(Excerpt):
● ● ● ●

Line-following would probably be even easier than IR, but no permanent painting can be done on the driveway, also snow/ice/uneven asphalt will play a factor.
The driveway is ~30 meter x 3 meter wide, so distance might become a problem with IR. I'd though be satisfied with getting 5-10 meter range. Let's assume the robot is only working during dark hours without any light interferences. The weather is a factor, but for this POC I'd ensure no harm will be done to the robot or to the electronics, I'll also 3D-print enclosures for the electronics.
The robot I'd use is a Wild Thumper I already own, it's equipped with a Propeller Project Board and working pretty well.
Any thoughts on this?
If IR is the "easiest", any circuit recommendations for the beacon and for the receivers?
Comments
I work for a laser tag company. Our "taggers" use IR, so the parts are common on both ends. That said, we do run the IR LED through a lens and at very high power (about 1A when the output is on). The LED tolerates this because the modulation frequency is 56kHz, and the bit timing is pretty short (longest is 2.4ms using SIRCS protocol). We play outdoors in the daytime without a lot of problems. We once did a night test and got about 1500 feet.
Thx Jon! I thought laser tags use laser, but guess IR is safer than laser. Good to know long distance is possible with proper design.
I remembered I bought the set including the book "IR Remote for Boe-Bot", so will refresh my memory around IR using a BOE or an PAB. For this POC the beacon could even be a Sony Remote controller if the range is > 5 meters.
Hi,
you don't say much about the precision needed and other restrictions, so it's hard to answer.
For low cost odometry is interesting, a compass and ultrasonic beacons are possible perhaps too. Synchronised Ultrasonic beacons would give distance from time of flight like GPS satellites. One would have to find a way to deal with wind.
Precision differential GPS is hard to beat though....
Christof
Valid comment!
It does not need to be that precise for this first version, it would be ok if the robot veers 0.5 meters or so to each side of the imagined center line as long as it corrects itself. Lenght wise it would need to stop before hitting a wall, so need to put a sensor for that purpose.
Using a compass would indeed help as long as it does not need to be completely flat, have varying experience from compass sensors. The robot has DC-motors and no odometry is built in, an home-made solution would be to paint a white strip on the black wheel, and using a proper sensor count the revolutions. This assuming no wheel slipping.
Using a Lidar Lite-3 (range up to 40 meters) I have could also work for odometry, that is, measuring how the distance changes to whatever is in front of it when the robot starts.
D-GPS is something I'm planning for the potential follow-up project. As I've understood the technology, one needs to get correction data continuosly from a base station via RF/Wi-Fi/cable for the precision to be better than traditional GPS.
Thanks for your suggestions, gave more options to consider. Initially I'll try IR inside with an Activitybot to understand the technology and pros and cons.

● ● ● ●

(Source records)
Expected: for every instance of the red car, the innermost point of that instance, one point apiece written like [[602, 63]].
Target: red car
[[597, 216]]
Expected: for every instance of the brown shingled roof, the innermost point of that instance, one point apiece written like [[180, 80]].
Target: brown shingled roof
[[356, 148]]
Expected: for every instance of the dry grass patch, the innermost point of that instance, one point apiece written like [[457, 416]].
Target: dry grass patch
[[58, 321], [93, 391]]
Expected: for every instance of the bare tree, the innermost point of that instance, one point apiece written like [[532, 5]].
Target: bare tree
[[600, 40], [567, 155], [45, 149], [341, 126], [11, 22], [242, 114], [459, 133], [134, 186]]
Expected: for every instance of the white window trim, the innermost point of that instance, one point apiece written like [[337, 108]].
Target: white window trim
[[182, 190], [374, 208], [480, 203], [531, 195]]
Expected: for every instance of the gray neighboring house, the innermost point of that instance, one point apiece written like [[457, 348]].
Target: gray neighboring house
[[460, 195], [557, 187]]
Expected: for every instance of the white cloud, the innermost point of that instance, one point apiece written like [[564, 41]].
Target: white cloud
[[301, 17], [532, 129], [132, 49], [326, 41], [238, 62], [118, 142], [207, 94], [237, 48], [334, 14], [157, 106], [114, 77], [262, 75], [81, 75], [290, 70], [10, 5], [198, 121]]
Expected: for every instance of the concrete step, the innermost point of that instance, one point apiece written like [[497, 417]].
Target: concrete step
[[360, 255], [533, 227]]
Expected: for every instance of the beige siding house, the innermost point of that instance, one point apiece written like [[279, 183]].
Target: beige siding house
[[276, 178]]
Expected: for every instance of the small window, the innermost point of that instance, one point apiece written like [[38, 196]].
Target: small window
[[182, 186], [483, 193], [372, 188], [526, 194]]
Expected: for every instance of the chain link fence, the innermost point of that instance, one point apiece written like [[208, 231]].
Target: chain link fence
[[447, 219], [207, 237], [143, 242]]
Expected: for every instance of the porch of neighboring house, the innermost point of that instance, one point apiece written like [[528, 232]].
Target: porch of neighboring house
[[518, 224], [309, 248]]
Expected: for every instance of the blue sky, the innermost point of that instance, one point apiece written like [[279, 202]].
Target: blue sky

● ● ● ●

(Challenges):
A. In the driveway robot thread, why can the laser tag taggers' IR LED tolerate being driven at about 1A?
B. Write a continuation of the driveway robot thread, picking up right after its final sentence.

(Replies):
A. The LED tolerates that current because the modulation frequency is 56kHz and the bit timing is short, with the longest being 2.4ms under the SIRCS protocol.

B.
Some years ago, I had a little robot with P1, which had a ultrasonic ping sensor and a compass. It could explore a room and build a map of the room with obstacles scanned by the ping sensor. For odometry I only calibrated speed. It worked more or less. I always run into problems with the very limited amount of ram of P1. So I would go at least with P2 for this project to avoid these problems. Nowadays we own a vac robot, which also builds up a map with it's 360° lidar.
Perhaps you have seen my experiments with camera and blinking beacon? In principle this is a nice idea, because it is quite simple, cameras are very cheap precision sensor arrays and if you have more than one beacon in one picture, you can calculate distance. Unfortunately with low light my camera went into a very slow mode for long exposure times. https://forums.parallax.com/discussion/175897/thoughts-about-robot-navigation-using-blinking-beacons-and-camera-s#latest When working with pictures, P2 comes into it's limitations though.
Perhaps you could also swap the entire setup, give the robot a colour, which is nowhere else in that place. Have one camera (or more) on a pole. Searching for a colour blob in a picture is very simple and fast. Just convert the picture into hue values. Then build for each X and Y direction the average position of all pixels of that hue value.
Thanks for your ideas and comments!
Actually similar kind of crude mapping I started with a long time ago with a BoeBot and ping sensors. Very quickly I recognized that 256 bytes of RAM is limited for this purpose. Then attached a Memory Stick Datalogger to have "unlimited" storage, but then got distracted by the Propeller ActivityBot. If you happen to find the mapping program and want to share it, I could at least try it inside where it's probably more reliable than outside.
Yes, I remember I saw your experiment, very innovative! If Tensorflow Lite would work on the P2, it might be fairly easy to use image or sonar data classification for recognizing different landmarks, I've actually tested a simple neural network on a P1 for classifying images, but run quickly out of memory. With the 40 meters range of Lidar Lite-3, it would in theory be possible to use it outside in our yard. I however guess some kind of fuzzy logic or neural networks might be needed as there are not any flat surfaces apart from our house.
So, would the camera then communicate the calculated X and Y positions to the robot via some RF?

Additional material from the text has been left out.